*PAGE*.
++++

Foreword:
I design and operate databases for a living. The newest of these are assembled on analytic platforms structured to “draw conclusions” for clients in a wide (and formerly random) variety of scenarios. One of my developers is an analytic tools assembly expert who also works for some “security, emergency, and enforcement” government agencies in Washington, DC – all formerly separate agencies, and because of advancements in the technologies — now “interoperating”. I am also a prepper with a Bug Out locale that fulfills my “survival vision” and inherently has most of the natural survival essentials on site, but one which needs some structural work that would be visible to aerial mapping when implemented. Another prepper colleague of mine who is part of our group has skills that I will generally classify as “ravine and bluff engineering”. Together we have tried to develop plans to address the visibility problem, and in doing so have hit a “snag” and have come to a conclusion that might be useful to many readers. So, it is with some expertise and some insight that I pose some thoughts for you today, with the hope that, if you are already knowledgeable on this subject, you might use these to simply update your information, or if you are not, that I might help to guide some of your decision making as I understand that your survival is at stake.
Two ideas: Presume for the moment that databases have already classified you as a threat or even a likely insurgent. Presume that your resources and assets are already known and well-catalogued, and that access, use, seizure, and in a worst case scenario, potential counter-insurgency plans are in the “system” that can be implemented against you — precisely directed at what you have been “certain” all along are the excellent and generally secret attributes of your plans in rural and remote areas.
Most readers might agree somewhat with the first proposition, as previous military experience, FOID cards, post office signatures for receipt of gun parts and ammo, on-line purchases of water treatment, first aid gear, food storage etc. might be among a thousand other data points on-file somewhere with some kind of classification about you suitable to draw this conclusion. Fair enough. However, most preppers I have talked to argue that the second of these presumptions defies logic because they are so invested in how they see their retreat and in their belief that their “survival vision” is correct – a vision which can be generalized to be dependent on remote, defensible, small, self-sufficient, off the grid, and stealthy living. On the surface such strategic plans seem great. These might be the product of years of thinking, investing, and hard labor. The location is likely to be vast and rugged or heavily forested. It’s far from town. Nobody’s around. The prepper just wants to be left alone, poses no outward threat, and although he or she can and will defend themselves, they mean no harm to anyone. These plans are defensive and to be successful, they rely on distance, infrequent communications, and private activities. “Hard to find and not worth the effort” to take your stuff when TSHTF is the basic assumption. This is the snag we have run into. This may be a very false conclusion as I will detail below.

++++

*WRITTEN PROBLEM 1*.
Write out everything in the foreword from "Two ideas: Presume" down to "and remote areas.", word for word.
*WRITTEN PROBLEM 2*.
Say whether each statement agrees with the foreword, answering yes or no and quoting the words that settle it: (a) The writer designs and operates databases for a living. (b) The writer's Bug Out locale needs no structural work. (c) Most preppers the writer has talked to accept the second presumption.
You won't need the material after the foreword.

*PROVIDED DATA*.
++++

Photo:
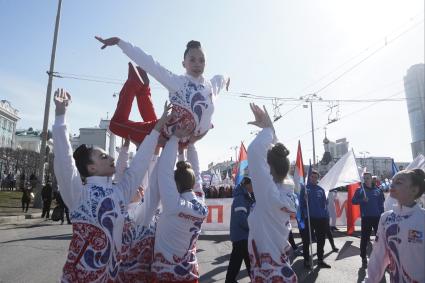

++++

*WORKED ANSWER 1*.
Two ideas: Presume for the moment that databases have already classified you as a threat or even a likely insurgent. Presume that your resources and assets are already known and well-catalogued, and that access, use, seizure, and in a worst case scenario, potential counter-insurgency plans are in the “system” that can be implemented against you — precisely directed at what you have been “certain” all along are the excellent and generally secret attributes of your plans in rural and remote areas.

*WORKED ANSWER 2*.
(a) Yes: "I design and operate databases for a living."
(b) No: "but one which needs some structural work that would be visible to aerial mapping when implemented."
(c) No: "most preppers I have talked to argue that the second of these presumptions defies logic"